→ **Problem to solve**
Transcribe the entries that follow, word for word.

* START *

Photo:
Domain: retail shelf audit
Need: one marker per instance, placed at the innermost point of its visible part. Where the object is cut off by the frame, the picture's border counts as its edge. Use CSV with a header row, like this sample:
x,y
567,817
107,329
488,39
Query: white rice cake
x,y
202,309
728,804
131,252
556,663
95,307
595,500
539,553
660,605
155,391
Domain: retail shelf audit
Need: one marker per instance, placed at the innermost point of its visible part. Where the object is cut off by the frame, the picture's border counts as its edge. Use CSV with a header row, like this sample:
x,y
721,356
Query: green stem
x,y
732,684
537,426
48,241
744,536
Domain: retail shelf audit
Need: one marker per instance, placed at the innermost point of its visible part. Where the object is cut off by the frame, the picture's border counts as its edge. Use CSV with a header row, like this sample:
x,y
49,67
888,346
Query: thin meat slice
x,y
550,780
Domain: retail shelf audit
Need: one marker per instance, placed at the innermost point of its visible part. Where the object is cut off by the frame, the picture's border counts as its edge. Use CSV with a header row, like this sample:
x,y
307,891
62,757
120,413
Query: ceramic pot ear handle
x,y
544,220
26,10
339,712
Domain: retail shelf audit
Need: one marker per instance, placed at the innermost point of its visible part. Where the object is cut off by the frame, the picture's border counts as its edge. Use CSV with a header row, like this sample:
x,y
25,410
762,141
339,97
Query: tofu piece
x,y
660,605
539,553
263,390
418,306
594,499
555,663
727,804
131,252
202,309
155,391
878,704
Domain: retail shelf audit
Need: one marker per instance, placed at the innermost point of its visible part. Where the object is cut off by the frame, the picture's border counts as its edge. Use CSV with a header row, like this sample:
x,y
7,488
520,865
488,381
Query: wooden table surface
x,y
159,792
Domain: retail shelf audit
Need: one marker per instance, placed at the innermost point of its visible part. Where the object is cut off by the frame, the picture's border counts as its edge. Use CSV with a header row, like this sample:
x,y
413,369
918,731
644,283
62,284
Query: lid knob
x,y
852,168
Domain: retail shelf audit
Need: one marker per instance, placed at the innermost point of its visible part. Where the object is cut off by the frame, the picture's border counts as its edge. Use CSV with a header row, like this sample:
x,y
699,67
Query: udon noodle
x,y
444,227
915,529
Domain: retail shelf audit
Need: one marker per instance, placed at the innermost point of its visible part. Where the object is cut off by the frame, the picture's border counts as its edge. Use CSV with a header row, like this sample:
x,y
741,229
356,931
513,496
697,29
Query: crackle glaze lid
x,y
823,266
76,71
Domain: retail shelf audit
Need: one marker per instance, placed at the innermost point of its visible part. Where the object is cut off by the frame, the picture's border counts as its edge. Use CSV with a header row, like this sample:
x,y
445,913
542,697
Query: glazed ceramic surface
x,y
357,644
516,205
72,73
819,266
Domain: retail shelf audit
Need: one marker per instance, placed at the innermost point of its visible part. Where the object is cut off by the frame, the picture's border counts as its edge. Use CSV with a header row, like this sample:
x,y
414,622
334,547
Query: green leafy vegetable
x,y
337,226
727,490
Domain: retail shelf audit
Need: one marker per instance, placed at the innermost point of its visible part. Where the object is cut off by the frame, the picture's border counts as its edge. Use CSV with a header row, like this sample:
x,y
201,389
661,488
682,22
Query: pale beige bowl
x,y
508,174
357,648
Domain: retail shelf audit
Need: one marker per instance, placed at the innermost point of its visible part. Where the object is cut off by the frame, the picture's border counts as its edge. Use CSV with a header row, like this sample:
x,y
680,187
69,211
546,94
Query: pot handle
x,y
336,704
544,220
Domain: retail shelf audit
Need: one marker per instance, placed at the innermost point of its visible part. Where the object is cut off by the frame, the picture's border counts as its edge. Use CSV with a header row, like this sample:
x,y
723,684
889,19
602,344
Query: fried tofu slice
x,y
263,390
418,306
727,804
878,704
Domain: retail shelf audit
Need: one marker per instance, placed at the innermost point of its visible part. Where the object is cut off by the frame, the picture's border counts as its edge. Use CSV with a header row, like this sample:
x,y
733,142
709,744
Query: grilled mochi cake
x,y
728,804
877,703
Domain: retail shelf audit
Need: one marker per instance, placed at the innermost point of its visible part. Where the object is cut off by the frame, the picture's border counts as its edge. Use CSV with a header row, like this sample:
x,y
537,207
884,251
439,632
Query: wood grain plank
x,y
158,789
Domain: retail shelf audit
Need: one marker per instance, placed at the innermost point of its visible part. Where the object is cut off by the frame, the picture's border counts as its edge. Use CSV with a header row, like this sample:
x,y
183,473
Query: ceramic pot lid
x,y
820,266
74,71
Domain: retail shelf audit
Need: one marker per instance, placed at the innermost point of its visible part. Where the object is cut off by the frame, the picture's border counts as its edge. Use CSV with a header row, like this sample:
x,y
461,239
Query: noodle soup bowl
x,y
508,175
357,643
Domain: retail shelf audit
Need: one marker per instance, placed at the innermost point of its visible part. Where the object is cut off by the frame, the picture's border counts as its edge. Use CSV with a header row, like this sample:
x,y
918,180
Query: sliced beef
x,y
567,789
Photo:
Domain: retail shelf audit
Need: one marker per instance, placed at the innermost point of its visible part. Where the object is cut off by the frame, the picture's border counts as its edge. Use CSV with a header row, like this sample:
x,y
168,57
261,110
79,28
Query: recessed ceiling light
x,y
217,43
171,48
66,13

* END *

→ **Completed task**
Photo:
Domain: retail shelf audit
Need: one marker per instance, placed at the innermost point of its visible part. Where the object is cut off by the frame, the picture's border counts as its edge. Use CSV with a header row, like this sample:
x,y
567,817
107,329
488,39
Query: white rice cake
x,y
202,309
728,804
131,252
556,663
95,307
595,500
539,553
660,605
155,391
Domain: retail shelf audit
Need: one marker per instance, placed at the innermost point of its visible part. Where the object is cut off by the frame, the picture's border counts as its edge. Use CSV with a header row, like this sample:
x,y
721,356
Query: green stem
x,y
732,684
537,426
48,241
744,536
Domain: retail shelf audit
Need: one marker per instance, placed at the innermost point of its visible part. Where the object is cut off by the frame, the picture's border counts as its edge. Use CSV with a header row, like this sample:
x,y
49,67
888,346
Query: thin meat slice
x,y
550,780
Domain: retail shelf audit
Need: one marker per instance, placed at the innermost point of its visible part. Where the object is cut off by the frame, the picture's border counts as its edge. Use CSV with a header row, like this sample:
x,y
307,891
62,757
120,413
Query: ceramic pot ear handle
x,y
544,220
26,10
339,712
Domain: retail shelf audit
Need: one marker per instance, placed at the innermost point of its visible part. Where the object is cut off by the frame, the picture's border counts as its edge. Use CSV with a header row, like this sample:
x,y
25,410
762,141
339,97
Query: tofu piece
x,y
660,605
539,553
263,390
418,306
594,499
555,663
727,804
131,252
202,309
155,391
878,704
Domain: retail shelf audit
Need: one marker per instance, placed at the innermost point of its visible part. Where the object is cut off by the frame, the picture's border counts as its edge. Use CSV with a header row, like this sample:
x,y
7,488
520,865
488,381
Query: wooden table surface
x,y
159,792
Domain: retail shelf audit
Need: one marker per instance, placed at the innermost point of its visible part. Where the object is cut off by the frame, the picture's border counts as its edge. Use CSV with a header row, like this sample:
x,y
413,369
918,731
644,283
62,284
Query: lid knob
x,y
852,168
Domain: retail shelf audit
Need: one marker per instance, placed at the innermost point of its visible part. Where the object is cut off by the frame, the picture's border counts as its edge. Use CSV with a header row, like this sample:
x,y
699,67
Query: udon noodle
x,y
444,227
915,529
Domain: retail shelf audit
Need: one marker per instance, placed at the innermost point of its visible part. Where the object is cut off by the frame, the picture's border counts as its edge. Use CSV with a header row, like this sample:
x,y
741,229
356,931
513,496
697,29
Query: crackle glaze lid
x,y
823,266
76,71
Domain: retail shelf audit
Need: one marker per instance, placed at the innermost point of its visible part. Where the object is cut off by the frame, the picture's border counts as its edge. Use CSV with a header row, like this sample:
x,y
445,913
542,697
Query: glazed ceramic surface
x,y
357,644
516,205
72,73
819,266
Domain: retail shelf audit
Need: one marker per instance, placed at the innermost point of its visible part. Where the object is cut off by the frame, the picture's border counts as its edge. Use CSV with a header row, like this sample:
x,y
414,622
334,547
Query: green leafy vegetable
x,y
337,226
727,490
Domain: retail shelf audit
Need: one marker per instance, placed at the innermost point of its visible part. Where the object is cut off by the frame, the picture's border counts as its edge. Use CSV with a header row, like this sample:
x,y
201,389
661,488
682,22
Query: pale beige bowl
x,y
508,174
357,648
Domain: retail shelf audit
Need: one marker per instance, placed at the innermost point of its visible part. Where the object is cut off by the frame, the picture's border counts as its edge. Use CSV with a header row, like this sample:
x,y
680,187
69,211
546,94
Query: pot handle
x,y
336,704
544,220
Domain: retail shelf audit
Need: one marker per instance, placed at the innermost point of its visible part. Where the object is cut off by the frame, the picture's border counts as its edge. Use CSV with a header row, like this sample:
x,y
723,684
889,19
602,344
Query: fried tofu slice
x,y
263,390
418,306
727,804
878,704
Domain: retail shelf audit
Need: one marker per instance, placed at the innermost point of its visible part. Where the object is cut off by the frame, the picture's border counts as its edge. Use CSV with a header row, like this sample:
x,y
733,142
709,744
Query: grilled mochi cake
x,y
728,804
877,703
Domain: retail shelf audit
Need: one marker per instance, placed at the innermost point of its visible part. Where the object is cut off by the frame, the picture's border counts as its edge. Use CSV with a header row, like this sample:
x,y
537,207
884,251
439,632
Query: wood grain plank
x,y
158,789
Domain: retail shelf audit
Need: one marker per instance, placed at the innermost point of its visible part. Where the object is cut off by the frame, the picture's border counts as its edge. Use CSV with a header row, like this sample:
x,y
183,473
Query: ceramic pot lid
x,y
820,266
74,71
Domain: retail shelf audit
Need: one marker per instance, placed at the innermost point of its visible part. Where the object is cut off by the frame, the picture's border counts as its edge. Use CSV with a header row, like this sample:
x,y
461,239
Query: noodle soup bowl
x,y
508,175
357,643
Domain: retail shelf audit
Need: one marker per instance, placed at the innermost point of its visible part. Where the object is cut off by the frame, the picture's border counts as its edge. Use CSV with a header row, like this sample:
x,y
918,180
Query: sliced beef
x,y
567,789
Photo:
Domain: retail shelf audit
Need: one marker per instance, placed at the innermost point of its visible part. Where the object is cut off by the frame, the picture's border counts as its edge. Use CSV with a header row, like this sample:
x,y
168,57
261,110
79,28
Query: recessed ceiling light
x,y
217,43
171,48
66,13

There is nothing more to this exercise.